__What is required__.
From the first line to the last, give the records again exactly.

+ + + + + + +

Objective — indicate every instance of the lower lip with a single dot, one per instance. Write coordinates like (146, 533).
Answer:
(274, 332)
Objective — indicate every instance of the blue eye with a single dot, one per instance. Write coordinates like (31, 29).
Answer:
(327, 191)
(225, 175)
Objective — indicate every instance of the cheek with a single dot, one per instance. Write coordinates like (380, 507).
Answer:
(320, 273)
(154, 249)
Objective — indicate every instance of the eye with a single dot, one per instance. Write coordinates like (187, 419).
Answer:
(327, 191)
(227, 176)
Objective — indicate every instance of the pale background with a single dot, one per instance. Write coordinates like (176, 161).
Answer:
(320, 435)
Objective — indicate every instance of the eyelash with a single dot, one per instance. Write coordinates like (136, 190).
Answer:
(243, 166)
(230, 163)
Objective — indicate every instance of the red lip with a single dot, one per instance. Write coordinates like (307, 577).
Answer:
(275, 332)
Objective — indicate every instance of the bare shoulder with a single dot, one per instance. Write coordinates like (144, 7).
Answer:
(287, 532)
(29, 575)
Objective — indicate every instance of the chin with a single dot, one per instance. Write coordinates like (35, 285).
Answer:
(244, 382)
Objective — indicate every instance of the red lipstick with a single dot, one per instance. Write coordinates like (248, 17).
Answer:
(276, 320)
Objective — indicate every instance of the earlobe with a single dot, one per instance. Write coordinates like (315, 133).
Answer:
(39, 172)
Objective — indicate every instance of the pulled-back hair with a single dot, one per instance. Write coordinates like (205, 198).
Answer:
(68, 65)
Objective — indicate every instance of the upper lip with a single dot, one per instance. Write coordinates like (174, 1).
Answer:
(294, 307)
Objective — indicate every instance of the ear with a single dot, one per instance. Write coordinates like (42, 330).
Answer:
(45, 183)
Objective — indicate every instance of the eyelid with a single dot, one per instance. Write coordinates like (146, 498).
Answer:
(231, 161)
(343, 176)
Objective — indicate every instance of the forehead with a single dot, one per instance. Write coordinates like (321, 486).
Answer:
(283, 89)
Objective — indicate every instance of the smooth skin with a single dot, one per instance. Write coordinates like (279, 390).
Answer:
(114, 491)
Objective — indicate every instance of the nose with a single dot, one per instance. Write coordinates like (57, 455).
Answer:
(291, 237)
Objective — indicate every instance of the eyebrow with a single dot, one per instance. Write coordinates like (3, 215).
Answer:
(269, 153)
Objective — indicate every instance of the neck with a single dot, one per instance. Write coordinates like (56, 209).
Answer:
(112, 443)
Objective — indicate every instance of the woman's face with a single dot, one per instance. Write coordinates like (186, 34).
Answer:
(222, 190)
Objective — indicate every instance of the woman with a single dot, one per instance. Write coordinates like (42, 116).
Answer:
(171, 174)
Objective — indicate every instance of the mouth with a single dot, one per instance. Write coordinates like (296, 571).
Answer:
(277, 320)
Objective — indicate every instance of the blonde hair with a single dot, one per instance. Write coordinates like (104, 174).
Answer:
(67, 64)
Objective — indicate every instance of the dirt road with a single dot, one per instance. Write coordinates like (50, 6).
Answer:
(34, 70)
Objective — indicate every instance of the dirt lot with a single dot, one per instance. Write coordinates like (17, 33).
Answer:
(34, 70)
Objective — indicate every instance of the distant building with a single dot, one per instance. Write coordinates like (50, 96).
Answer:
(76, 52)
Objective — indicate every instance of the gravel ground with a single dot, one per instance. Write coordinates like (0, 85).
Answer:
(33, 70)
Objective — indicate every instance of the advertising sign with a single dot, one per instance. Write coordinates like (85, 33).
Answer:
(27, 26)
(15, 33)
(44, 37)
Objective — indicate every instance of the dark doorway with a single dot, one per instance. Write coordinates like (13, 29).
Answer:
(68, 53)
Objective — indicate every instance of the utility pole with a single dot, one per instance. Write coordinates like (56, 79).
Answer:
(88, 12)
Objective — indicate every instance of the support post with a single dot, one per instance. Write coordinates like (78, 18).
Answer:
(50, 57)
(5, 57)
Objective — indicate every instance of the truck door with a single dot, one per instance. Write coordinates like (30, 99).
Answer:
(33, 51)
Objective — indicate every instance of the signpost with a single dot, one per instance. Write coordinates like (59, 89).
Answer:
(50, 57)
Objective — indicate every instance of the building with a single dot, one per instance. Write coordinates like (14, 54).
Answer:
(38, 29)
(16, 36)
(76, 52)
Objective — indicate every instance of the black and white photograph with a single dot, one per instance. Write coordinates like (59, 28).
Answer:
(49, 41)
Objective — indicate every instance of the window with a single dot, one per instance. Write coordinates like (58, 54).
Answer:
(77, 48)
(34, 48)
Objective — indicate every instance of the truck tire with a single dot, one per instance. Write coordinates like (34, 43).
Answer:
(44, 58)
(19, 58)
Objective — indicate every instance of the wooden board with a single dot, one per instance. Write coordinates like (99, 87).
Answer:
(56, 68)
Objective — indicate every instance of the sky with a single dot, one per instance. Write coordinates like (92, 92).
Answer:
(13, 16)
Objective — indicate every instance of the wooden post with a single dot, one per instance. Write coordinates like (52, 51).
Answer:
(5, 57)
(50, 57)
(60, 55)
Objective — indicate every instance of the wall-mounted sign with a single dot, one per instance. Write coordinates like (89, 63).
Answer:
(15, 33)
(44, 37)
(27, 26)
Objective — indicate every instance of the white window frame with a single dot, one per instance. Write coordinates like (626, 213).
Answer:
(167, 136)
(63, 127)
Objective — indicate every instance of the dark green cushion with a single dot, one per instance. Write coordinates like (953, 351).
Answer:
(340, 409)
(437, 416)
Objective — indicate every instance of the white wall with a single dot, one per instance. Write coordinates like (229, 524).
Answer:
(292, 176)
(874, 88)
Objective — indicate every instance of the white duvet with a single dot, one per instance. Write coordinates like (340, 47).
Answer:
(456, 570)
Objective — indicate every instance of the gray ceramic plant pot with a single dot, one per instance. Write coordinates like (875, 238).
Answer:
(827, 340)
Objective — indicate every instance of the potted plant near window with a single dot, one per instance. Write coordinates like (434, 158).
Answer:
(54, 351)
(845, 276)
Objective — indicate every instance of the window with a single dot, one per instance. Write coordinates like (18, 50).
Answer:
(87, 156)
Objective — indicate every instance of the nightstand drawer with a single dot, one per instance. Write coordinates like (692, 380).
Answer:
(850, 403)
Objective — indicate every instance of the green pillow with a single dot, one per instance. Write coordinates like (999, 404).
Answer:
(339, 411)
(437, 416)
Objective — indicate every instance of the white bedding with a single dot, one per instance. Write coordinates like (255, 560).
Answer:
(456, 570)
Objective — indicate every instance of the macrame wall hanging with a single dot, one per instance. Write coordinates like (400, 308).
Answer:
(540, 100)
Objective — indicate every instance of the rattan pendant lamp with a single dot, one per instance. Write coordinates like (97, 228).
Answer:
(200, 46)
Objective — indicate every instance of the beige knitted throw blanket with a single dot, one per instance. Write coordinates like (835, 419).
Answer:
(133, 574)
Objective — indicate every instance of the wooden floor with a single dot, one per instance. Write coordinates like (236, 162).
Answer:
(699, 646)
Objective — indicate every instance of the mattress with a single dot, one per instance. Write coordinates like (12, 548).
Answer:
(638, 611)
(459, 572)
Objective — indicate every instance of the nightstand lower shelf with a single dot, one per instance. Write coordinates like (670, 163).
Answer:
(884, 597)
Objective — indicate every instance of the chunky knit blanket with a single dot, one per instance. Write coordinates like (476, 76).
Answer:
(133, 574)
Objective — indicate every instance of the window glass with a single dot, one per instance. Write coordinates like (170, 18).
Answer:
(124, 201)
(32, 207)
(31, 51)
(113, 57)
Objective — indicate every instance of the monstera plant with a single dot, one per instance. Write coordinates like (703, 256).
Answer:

+ + + + + + +

__Written reply__.
Objective — indicate every instance of the lower lip with a single dot, one per instance. Write coordinates like (146, 533).
Answer:
(274, 332)
Objective — indicate every instance of the blue eye with a single dot, one per instance. Write coordinates like (31, 29).
Answer:
(327, 191)
(225, 175)
Objective — indicate every instance of the cheek with a single dot, one per instance. Write coordinates like (380, 507).
Answer:
(320, 273)
(154, 249)
Objective — indicate every instance of the eye with a single dot, one per instance. Write coordinates like (187, 419).
Answer:
(327, 191)
(227, 176)
Objective — indicate every instance of the pale background with a single dot, one per instance. Write coordinates like (176, 161).
Answer:
(320, 435)
Objective — indicate every instance of the eyelash with a single dot, one per instance. Write coordinates like (136, 190).
Answer:
(243, 166)
(230, 163)
Objective — indicate every instance of the red lip with a single dot, one per instance. Write coordinates like (307, 577).
Answer:
(275, 332)
Objective — indicate every instance of the bare shoulder with a single dot, one per instance. Write coordinates like (144, 7).
Answer:
(287, 532)
(29, 575)
Objective — indicate every instance of the chin with a single dot, one per instance. Write coordinates like (35, 285).
Answer:
(244, 382)
Objective — indicate every instance of the red lipstick with a single dot, one per instance. Write coordinates like (248, 17).
Answer:
(276, 320)
Objective — indicate every instance of the earlobe with a single dot, one per instance. Write coordinates like (315, 133).
Answer:
(39, 172)
Objective — indicate every instance of the pulled-back hair with a single dot, one per instance. Write coordinates like (205, 198).
Answer:
(68, 65)
Objective — indicate every instance of the upper lip with a single dot, one per instance. Write coordinates like (174, 1).
Answer:
(294, 307)
Objective — indicate every instance of the ear with a single dot, one per instance. Write coordinates like (42, 330).
Answer:
(45, 183)
Objective — indicate every instance of the eyelid with a single dot, one per instance. Write coordinates like (146, 498).
Answer:
(231, 161)
(343, 176)
Objective — indicate every instance of the forehead with a single dot, one per instance. Write coordinates like (321, 486).
Answer:
(283, 89)
Objective — indicate every instance of the smooth skin with a single dot, one per instance. Write coordinates like (279, 390).
Answer:
(114, 491)
Objective — indicate every instance of the nose with a single dot, one per instance. Write coordinates like (57, 455).
Answer:
(291, 237)
Objective — indicate every instance of the eyebrow with a single dot, one per instance. Write coordinates like (3, 215).
Answer:
(269, 153)
Objective — indicate every instance of the neck with a single dot, one per instance. Write coordinates like (56, 209).
Answer:
(112, 443)
Objective — indicate every instance of the woman's face with a single dot, one per instance. Write coordinates like (186, 34).
Answer:
(222, 190)
Objective — indicate every instance of the woman with a single dot, one per instance. Write coordinates like (42, 116).
Answer:
(171, 174)
Objective — indicate every instance of the mouth with a single dot, one per instance. Write coordinates like (296, 571).
Answer:
(277, 320)
Objective — indicate every instance of the blonde hair with a single dot, one per instance. Write coordinates like (104, 174).
Answer:
(67, 64)
Objective — indicate every instance of the dirt road with a single dot, one per instance. Write coordinates like (50, 6).
Answer:
(34, 70)
Objective — indicate every instance of the dirt lot with a single dot, one per instance. Write coordinates like (17, 33).
Answer:
(34, 70)
Objective — indicate every instance of the distant building with a single dot, one per instance. Write coordinates like (50, 96).
Answer:
(76, 52)
Objective — indicate every instance of the gravel ground with a single dot, one per instance. Write coordinates like (0, 85).
Answer:
(33, 70)
Objective — indicate every instance of the advertising sign with a single dot, one per instance. Write coordinates like (85, 33).
Answer:
(27, 26)
(15, 33)
(44, 37)
Objective — indicate every instance of the dark doorway with a single dot, one per instance. Write coordinates like (13, 29).
Answer:
(68, 53)
Objective — indicate every instance of the utility pole with a single dot, one per instance. Write coordinates like (56, 79).
Answer:
(88, 12)
Objective — indicate every instance of the support post with a single dot, one per instance. Write coordinates like (78, 18).
Answer:
(50, 57)
(5, 57)
Objective — indicate every instance of the truck door with a single dot, one per instance. Write coordinates like (30, 99).
Answer:
(33, 51)
Objective — indicate every instance of the signpost with a single dot, one per instance. Write coordinates like (59, 89).
Answer:
(50, 57)
Objective — indicate every instance of the building with a single dot, one per instance. Write coordinates like (14, 54).
Answer:
(38, 29)
(16, 36)
(76, 52)
Objective — indicate every instance of the black and white photograph with a single dot, one per instance. Write coordinates like (59, 28).
Answer:
(49, 41)
Objective — indicate every instance of the window with a single dot, one per instance. Write coordinates like (58, 54).
Answer:
(77, 48)
(34, 48)
Objective — indicate every instance of the truck tire with a single dot, one per instance. Write coordinates like (34, 43).
Answer:
(44, 58)
(19, 58)
Objective — indicate every instance of the wooden board with a single dot, one per instance. Write coordinates like (99, 87).
Answer:
(56, 68)
Objective — indicate every instance of the sky with a single dot, one per instance. Write coordinates like (92, 92).
Answer:
(13, 16)
Objective — indicate every instance of the wooden post with a single dot, one per instance. Write coordinates like (52, 51).
Answer:
(5, 57)
(50, 57)
(60, 55)
Objective — indicate every instance of the wall-mounted sign with a single dot, one per instance. Write coordinates like (89, 63).
Answer:
(15, 33)
(44, 37)
(27, 26)
Objective — indicate every instance of the white window frame with a single dot, one per instance. Write coordinates like (626, 213).
Answer:
(167, 136)
(63, 127)
Objective — indicate every instance of the dark green cushion with a single dot, one per instance. Write coordinates like (953, 351).
Answer:
(340, 409)
(437, 416)
Objective — indicate every instance of the white wall with a single dot, one per instance. Write coordinates like (229, 524).
Answer:
(292, 176)
(874, 88)
Objective — indicate every instance of the white duvet with a single dot, one per instance. Write coordinates like (340, 47).
Answer:
(456, 570)
Objective — indicate every instance of the gray ceramic plant pot with a single dot, one per instance. Write coordinates like (875, 238).
Answer:
(827, 340)
Objective — indicate every instance of the potted plant near window with a single dot, one per instance. Write coordinates like (434, 158).
Answer:
(54, 351)
(845, 276)
Objective — indicate every instance of the window with a single dot, one per instance. Write coordinates like (18, 50).
Answer:
(87, 156)
Objective — indicate every instance of the nightstand drawer with a single dot, one per instance. Write coordinates like (692, 380).
Answer:
(850, 403)
Objective — indicate every instance of the green pillow with a single dot, one per instance. Write coordinates like (999, 404).
Answer:
(339, 411)
(437, 416)
Objective — indicate every instance of the white bedding with a single dot, one per instance. Write coordinates like (255, 560).
Answer:
(456, 570)
Objective — indicate every instance of the macrame wall hanging with a single dot, one per instance. Write coordinates like (400, 308).
Answer:
(540, 100)
Objective — indicate every instance of the rattan pendant lamp with a single dot, one per instance. Write coordinates like (97, 228).
Answer:
(200, 46)
Objective — indicate every instance of the beige knitted throw blanket with a single dot, one per instance. Write coordinates like (835, 419).
Answer:
(133, 574)
Objective — indicate every instance of the wooden floor with a single dot, one per instance. Write coordinates like (236, 162).
Answer:
(699, 646)
Objective — indicate every instance of the mattress with a single dot, one per instance. Write coordinates like (12, 548).
Answer:
(638, 611)
(459, 572)
Objective — indicate every instance of the nightstand lower shelf with a single dot, one per instance. Write coordinates like (670, 163).
Answer:
(884, 597)
Objective — indicate every instance of the chunky knit blanket with a single dot, one per instance. Write coordinates like (476, 76).
Answer:
(133, 574)
Objective — indicate every instance of the window glass with a single dot, one per instance. Write coordinates like (170, 18).
Answer:
(124, 201)
(32, 207)
(31, 51)
(113, 57)
Objective — indicate every instance of the monstera plant with a single dot, one per instance. Write coordinates like (703, 256).
Answer:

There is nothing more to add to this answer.